State v. Harvey

Decision Date19 June 1987
Docket NumberNo. 86-0024-CR,86-0024-CR
Citation139 Wis.2d 353,407 N.W.2d 235
PartiesSTATE of Wisconsin, Plaintiff-Respondent-Petitioner, v. Phillip Wayne HARVEY, Defendant-Appellant.
CourtWisconsin Supreme Court

Donald J. Hanaway, Atty. Gen., argued, for plaintiff-respondent-petitioner; Michael R. Klos, Asst. Atty., on brief.

Louis B. Butler, Jr., Asst. State Public Defender, for defendant-appellant.

CECI, Justice.

This is a review of an unpublished decision of the court of appeals, dated October 8, 1986, 134 Wis.2d 453, 397 N.W.2d 157, which reversed a judgment of conviction and sentence entered by the Milwaukee county circuit court, Circuit Judge John E. McCormick, and which affirmed in part and reversed in part an order by the circuit court for Milwaukee county, Reserve Judge Leo B. Hanley, denying defendant Phillip Wayne Harvey's (Harvey) post-conviction motions. 1

Harvey was sentenced on February 8, 1985, to a total of one hundred years. The sentence was imposed after the defendant had entered a guilty plea to the kidnapping and armed robbery charges and an Alford plea 2 as to the remaining first-degree sexual assault charges.

On August 26, 1985, defendant moved to withdraw his plea on grounds that: the plea was not knowingly and voluntarily made; published statements made by the attorney who represented him through sentencing allegedly created an impermissible conflict of interest; and the alleged conflict, when considered in conjunction with counsel's failure to pursue suppression motions and his alleged failure to adequately explain the effect of an Alford plea to his client, constituted ineffective assistance of counsel.

The trial court denied defendant's motion in an order dated December 30, 1985, and filed January 2, 1986, for reasons stated in its oral decision (rendered on December 30). The defendant appealed from the order on January 2, 1986. The trial court's written findings of fact were filed on January 16, 1986, after the notice of appeal had already been filed, but within the sixty-day limitation period for the filing of findings and conclusions as set forth in section 805.17(2), Stats.

The court of appeals affirmed the trial court in most respects; it reversed only on a limited aspect of the effective assistance of counsel issue. It thus remanded the case to allow defendant to plead anew. The state petitioned this court for review of the appeals court decision, and we granted review on January 20, 1987.

The parties raise a number of issues on review. They are summarized as follows:

"1. In determining that the defendant was denied effective assistance of counsel, did the appeals court err in ignoring fact findings made by the trial court and in substituting its own finding of fact to support its legal conclusion?

"2. Was defendant denied effective assistance of counsel because of counsel's failure to pursue two suppression motions?

"3. Did the alleged sentencing misrepresentations made by Harvey's attorney, which representations formed the basis of his ineffective assistance of counsel claim, render Harvey's pleas involuntarily and unknowingly made?

"4. Was defendant's plea rendered involuntary by the trial court's purported failure to expressly describe to the defendant the elements of the offenses with which he was charged?

"5. Was Harvey's right to counsel violated due to trial counsel's alleged conflict of interest?"

^^^^^^^^^^^^^^^^

- [Objectives]:
1. In the State v. Harvey opinion, what total sentence did Harvey receive on February 8, 1985?
2. Please write the next passage of the State v. Harvey opinion, picking up right after its final sentence.

^^^^^^^^^^^^^^^^

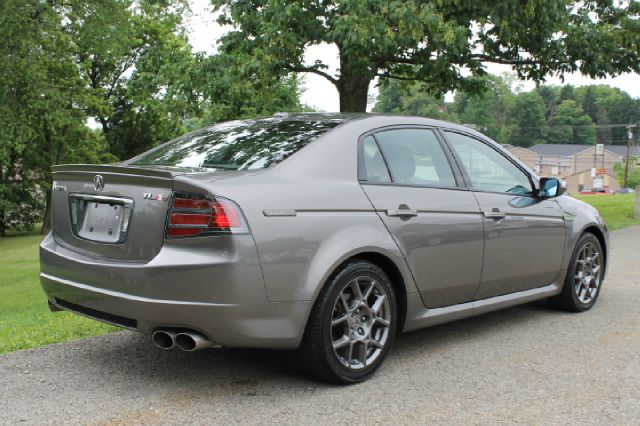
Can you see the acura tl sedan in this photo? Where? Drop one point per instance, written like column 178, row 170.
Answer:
column 325, row 233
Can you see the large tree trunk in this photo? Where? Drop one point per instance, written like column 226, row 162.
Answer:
column 353, row 93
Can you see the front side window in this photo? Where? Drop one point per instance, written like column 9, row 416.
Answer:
column 375, row 167
column 488, row 169
column 239, row 145
column 415, row 157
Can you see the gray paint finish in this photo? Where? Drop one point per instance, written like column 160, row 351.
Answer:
column 306, row 216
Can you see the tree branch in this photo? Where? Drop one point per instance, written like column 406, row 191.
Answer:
column 313, row 71
column 519, row 61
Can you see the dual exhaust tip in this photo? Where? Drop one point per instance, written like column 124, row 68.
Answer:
column 186, row 340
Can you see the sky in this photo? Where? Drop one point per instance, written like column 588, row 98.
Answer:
column 322, row 95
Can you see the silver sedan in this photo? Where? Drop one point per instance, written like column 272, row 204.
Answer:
column 324, row 233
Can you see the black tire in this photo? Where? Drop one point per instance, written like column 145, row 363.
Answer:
column 316, row 351
column 569, row 299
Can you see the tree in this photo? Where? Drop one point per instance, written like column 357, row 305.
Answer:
column 433, row 41
column 400, row 98
column 490, row 110
column 41, row 114
column 528, row 121
column 571, row 125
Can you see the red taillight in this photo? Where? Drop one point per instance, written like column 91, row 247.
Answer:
column 193, row 215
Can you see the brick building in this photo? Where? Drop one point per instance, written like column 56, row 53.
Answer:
column 580, row 165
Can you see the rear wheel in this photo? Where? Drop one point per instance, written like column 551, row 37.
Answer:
column 584, row 276
column 352, row 325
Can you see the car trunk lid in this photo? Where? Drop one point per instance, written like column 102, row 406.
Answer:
column 112, row 211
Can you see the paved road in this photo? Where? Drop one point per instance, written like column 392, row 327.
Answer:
column 528, row 364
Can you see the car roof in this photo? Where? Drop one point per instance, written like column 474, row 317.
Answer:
column 374, row 119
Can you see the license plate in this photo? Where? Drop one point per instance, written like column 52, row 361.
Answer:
column 104, row 221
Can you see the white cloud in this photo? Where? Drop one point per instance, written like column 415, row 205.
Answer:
column 321, row 94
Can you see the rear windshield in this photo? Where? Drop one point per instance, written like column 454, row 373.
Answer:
column 238, row 145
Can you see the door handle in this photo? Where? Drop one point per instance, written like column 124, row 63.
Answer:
column 402, row 211
column 495, row 214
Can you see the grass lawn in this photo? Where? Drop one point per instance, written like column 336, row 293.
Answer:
column 25, row 320
column 617, row 210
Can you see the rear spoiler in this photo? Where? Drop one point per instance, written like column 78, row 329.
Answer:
column 155, row 171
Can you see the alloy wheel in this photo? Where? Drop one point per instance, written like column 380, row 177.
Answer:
column 360, row 322
column 588, row 273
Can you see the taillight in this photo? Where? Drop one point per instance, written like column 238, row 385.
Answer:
column 196, row 215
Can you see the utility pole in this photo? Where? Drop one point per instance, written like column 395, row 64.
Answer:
column 630, row 128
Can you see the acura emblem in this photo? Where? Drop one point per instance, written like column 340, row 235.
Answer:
column 98, row 183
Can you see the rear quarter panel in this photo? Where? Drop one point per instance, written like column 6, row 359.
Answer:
column 308, row 215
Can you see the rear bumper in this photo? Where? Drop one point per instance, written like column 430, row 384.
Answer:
column 232, row 312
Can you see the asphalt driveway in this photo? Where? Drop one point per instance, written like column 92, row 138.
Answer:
column 529, row 364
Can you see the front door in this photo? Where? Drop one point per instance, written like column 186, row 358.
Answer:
column 524, row 235
column 407, row 175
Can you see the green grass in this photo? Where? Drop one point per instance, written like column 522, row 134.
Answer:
column 25, row 320
column 617, row 210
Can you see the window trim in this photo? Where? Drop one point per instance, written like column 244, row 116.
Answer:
column 467, row 178
column 451, row 160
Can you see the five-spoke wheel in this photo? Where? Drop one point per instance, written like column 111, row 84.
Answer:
column 584, row 276
column 360, row 322
column 352, row 325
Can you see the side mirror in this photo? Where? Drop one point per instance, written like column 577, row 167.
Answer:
column 551, row 188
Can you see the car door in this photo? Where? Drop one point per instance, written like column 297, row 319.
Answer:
column 524, row 234
column 407, row 174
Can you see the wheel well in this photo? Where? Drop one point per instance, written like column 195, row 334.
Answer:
column 394, row 274
column 600, row 236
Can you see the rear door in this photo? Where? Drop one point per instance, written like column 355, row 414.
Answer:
column 407, row 175
column 524, row 235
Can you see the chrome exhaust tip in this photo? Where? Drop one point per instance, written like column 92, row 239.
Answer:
column 191, row 341
column 164, row 339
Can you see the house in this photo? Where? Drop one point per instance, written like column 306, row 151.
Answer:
column 580, row 165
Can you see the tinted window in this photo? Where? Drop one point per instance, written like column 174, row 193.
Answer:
column 375, row 168
column 239, row 145
column 488, row 169
column 414, row 156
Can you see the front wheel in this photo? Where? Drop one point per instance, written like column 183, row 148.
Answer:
column 352, row 325
column 584, row 276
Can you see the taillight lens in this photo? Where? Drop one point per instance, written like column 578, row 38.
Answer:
column 195, row 215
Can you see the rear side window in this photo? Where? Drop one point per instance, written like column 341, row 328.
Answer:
column 238, row 145
column 376, row 169
column 415, row 157
column 488, row 169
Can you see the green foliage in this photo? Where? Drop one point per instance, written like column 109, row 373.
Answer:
column 432, row 41
column 569, row 124
column 530, row 127
column 415, row 101
column 618, row 210
column 25, row 320
column 547, row 114
column 490, row 110
column 124, row 64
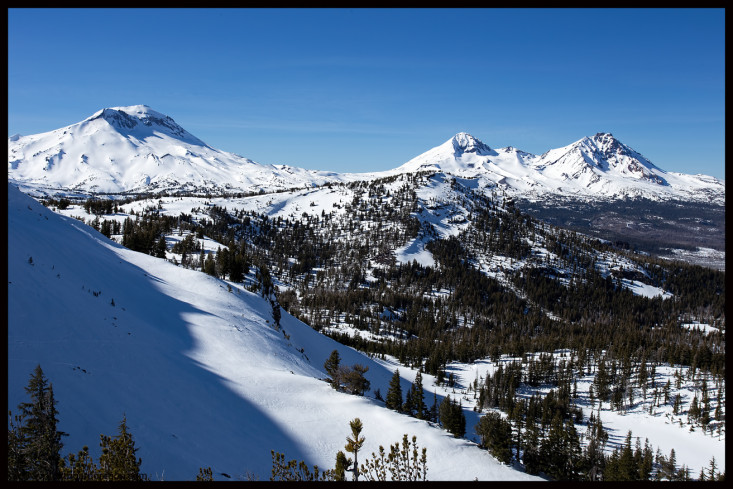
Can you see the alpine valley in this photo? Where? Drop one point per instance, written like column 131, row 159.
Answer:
column 525, row 317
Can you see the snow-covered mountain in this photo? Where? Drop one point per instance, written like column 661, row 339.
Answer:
column 593, row 167
column 136, row 149
column 198, row 370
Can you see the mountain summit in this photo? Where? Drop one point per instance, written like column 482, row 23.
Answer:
column 141, row 121
column 137, row 149
column 593, row 167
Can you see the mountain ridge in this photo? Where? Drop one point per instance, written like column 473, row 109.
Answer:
column 138, row 149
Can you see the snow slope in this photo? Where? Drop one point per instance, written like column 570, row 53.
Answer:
column 135, row 149
column 593, row 167
column 201, row 374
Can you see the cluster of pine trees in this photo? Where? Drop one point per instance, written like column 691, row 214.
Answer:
column 341, row 269
column 34, row 444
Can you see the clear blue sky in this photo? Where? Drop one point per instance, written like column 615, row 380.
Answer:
column 369, row 89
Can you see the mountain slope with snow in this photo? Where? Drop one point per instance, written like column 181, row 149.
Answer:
column 593, row 167
column 201, row 374
column 136, row 149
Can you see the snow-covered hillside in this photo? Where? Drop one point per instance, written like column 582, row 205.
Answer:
column 199, row 371
column 593, row 167
column 136, row 149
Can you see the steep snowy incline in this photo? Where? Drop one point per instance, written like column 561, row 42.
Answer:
column 136, row 149
column 593, row 167
column 201, row 374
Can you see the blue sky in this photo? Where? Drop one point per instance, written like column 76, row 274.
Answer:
column 369, row 89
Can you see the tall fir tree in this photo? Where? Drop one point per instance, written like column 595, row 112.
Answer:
column 394, row 394
column 354, row 443
column 39, row 437
column 117, row 461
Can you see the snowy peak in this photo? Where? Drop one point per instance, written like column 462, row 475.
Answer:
column 462, row 155
column 598, row 156
column 465, row 143
column 141, row 120
column 137, row 149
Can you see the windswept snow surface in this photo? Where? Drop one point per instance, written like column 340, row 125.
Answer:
column 137, row 149
column 593, row 167
column 201, row 374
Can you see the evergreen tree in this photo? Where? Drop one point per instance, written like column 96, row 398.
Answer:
column 531, row 455
column 354, row 443
column 332, row 368
column 16, row 459
column 452, row 417
column 418, row 398
column 342, row 465
column 205, row 475
column 394, row 394
column 117, row 461
column 79, row 468
column 38, row 437
column 496, row 435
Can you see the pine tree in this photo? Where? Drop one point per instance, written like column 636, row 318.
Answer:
column 117, row 461
column 342, row 465
column 418, row 398
column 39, row 439
column 332, row 368
column 79, row 468
column 452, row 417
column 394, row 394
column 354, row 443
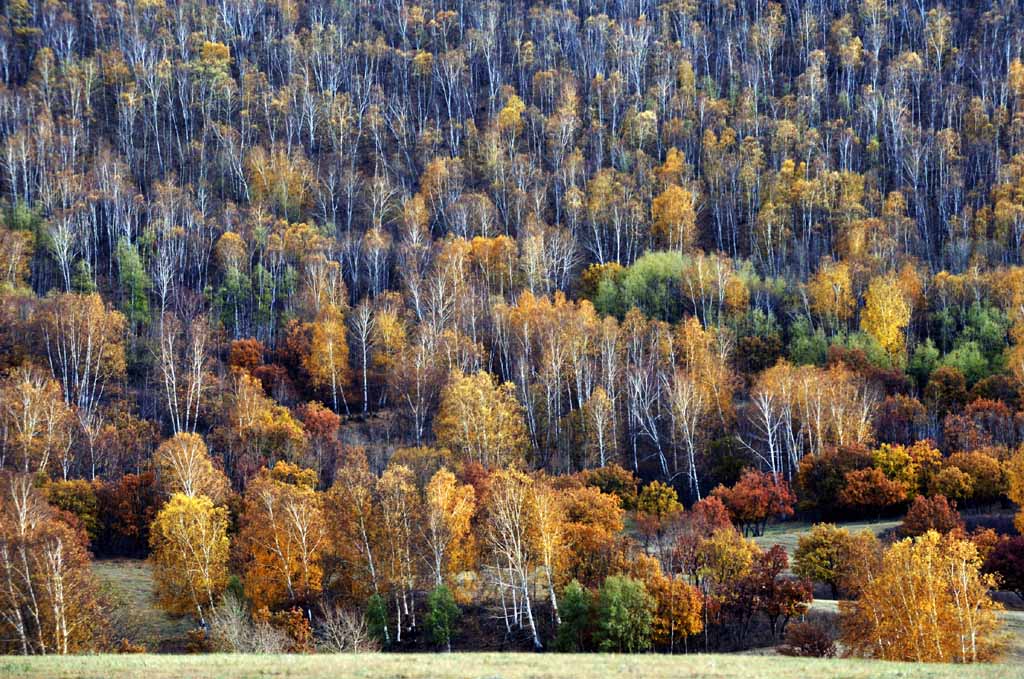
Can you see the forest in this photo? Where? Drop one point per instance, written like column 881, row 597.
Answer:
column 513, row 325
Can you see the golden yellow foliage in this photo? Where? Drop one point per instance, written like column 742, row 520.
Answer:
column 189, row 545
column 926, row 602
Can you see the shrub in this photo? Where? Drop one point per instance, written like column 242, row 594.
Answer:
column 442, row 617
column 377, row 620
column 574, row 610
column 808, row 640
column 625, row 616
column 1007, row 561
column 819, row 553
column 934, row 513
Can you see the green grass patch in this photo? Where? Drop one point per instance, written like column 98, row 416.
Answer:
column 505, row 666
column 127, row 585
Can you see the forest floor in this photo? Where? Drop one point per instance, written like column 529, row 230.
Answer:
column 129, row 584
column 787, row 534
column 510, row 666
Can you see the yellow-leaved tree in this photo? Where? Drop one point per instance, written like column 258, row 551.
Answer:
column 184, row 466
column 327, row 362
column 480, row 421
column 926, row 601
column 189, row 545
column 1015, row 474
column 886, row 315
column 448, row 509
column 284, row 536
column 675, row 220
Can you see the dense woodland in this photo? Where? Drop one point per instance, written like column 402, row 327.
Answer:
column 505, row 324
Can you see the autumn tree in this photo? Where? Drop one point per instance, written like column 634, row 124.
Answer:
column 184, row 466
column 509, row 536
column 886, row 315
column 756, row 498
column 48, row 598
column 284, row 537
column 83, row 342
column 189, row 551
column 928, row 601
column 38, row 426
column 820, row 555
column 935, row 513
column 480, row 421
column 327, row 362
column 448, row 510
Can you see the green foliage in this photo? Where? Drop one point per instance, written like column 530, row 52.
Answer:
column 875, row 352
column 135, row 283
column 625, row 616
column 79, row 498
column 651, row 285
column 969, row 359
column 376, row 617
column 819, row 555
column 442, row 617
column 574, row 609
column 807, row 344
column 924, row 359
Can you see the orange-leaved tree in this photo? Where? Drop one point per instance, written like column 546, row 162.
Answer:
column 926, row 601
column 481, row 421
column 283, row 536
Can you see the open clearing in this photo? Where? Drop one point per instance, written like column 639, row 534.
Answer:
column 510, row 666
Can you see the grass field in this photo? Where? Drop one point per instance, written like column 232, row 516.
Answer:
column 128, row 585
column 787, row 534
column 491, row 666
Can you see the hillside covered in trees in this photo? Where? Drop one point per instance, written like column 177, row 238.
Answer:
column 382, row 325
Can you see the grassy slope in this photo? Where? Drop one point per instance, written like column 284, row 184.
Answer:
column 511, row 666
column 128, row 584
column 787, row 534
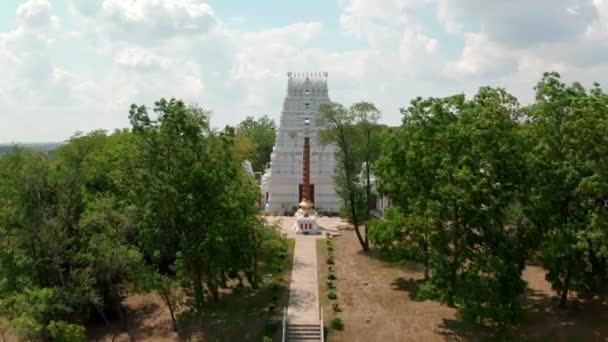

^^^^^^^^^^^^^^^^

- [Answers to the exercise]:
1. One hundred years.

2.
We hold that the appeals court improperly ignored findings made by the trial court when it decided that counsel's actions denied the defendant effective assistance of counsel. The trial court's fact findings are supported by credible evidence, and the appeals court impermissibly made independent fact findings of its own. Even if counsel did misrepresent certain facts to the defendant, the defendant was not induced by these representations to enter his pleas and, therefore, suffered no prejudice. We therefore reverse the court of appeals' determination that counsel's actions deprived defendant of effective assistance of counsel. We affirm the appeals court decision insofar as it held that counsel's failure to pursue the suppression motions did not deny Harvey effective assistance of counsel.

We also hold that Harvey's guilty and Alford pleas were knowingly and voluntarily made. The defendant was sufficiently aware of the significance of his actions and was adequately apprised of the elements of the crimes with which he was charged. Finally, even if a conflict of interest did in fact exist, the defendant knowingly and voluntarily waived that conflict. We thus affirm the decision of the court of appeals with respect to each of these issues.

I.

The events giving rise to this action occurred during the evening hours of July 14, 1984, and the early morning hours of July 15, 1984. On July 14, 1984, P.K., then eighteen years old, parked her car in downtown Milwaukee. As P.K. unlocked and exited her car, she observed two black males approach her vehicle. One of the men (Suspect A) pointed a long-barrelled handgun at her head and ordered her to get back into her car on the passenger side, which she did. The two men entered the car, both in the front seat. Suspect A then instructed the other individual (Suspect B) to "get the money" and remove P.K.'s jewelry. Two rings, a necklace, a wristwatch, and a minimal amount of cash were taken.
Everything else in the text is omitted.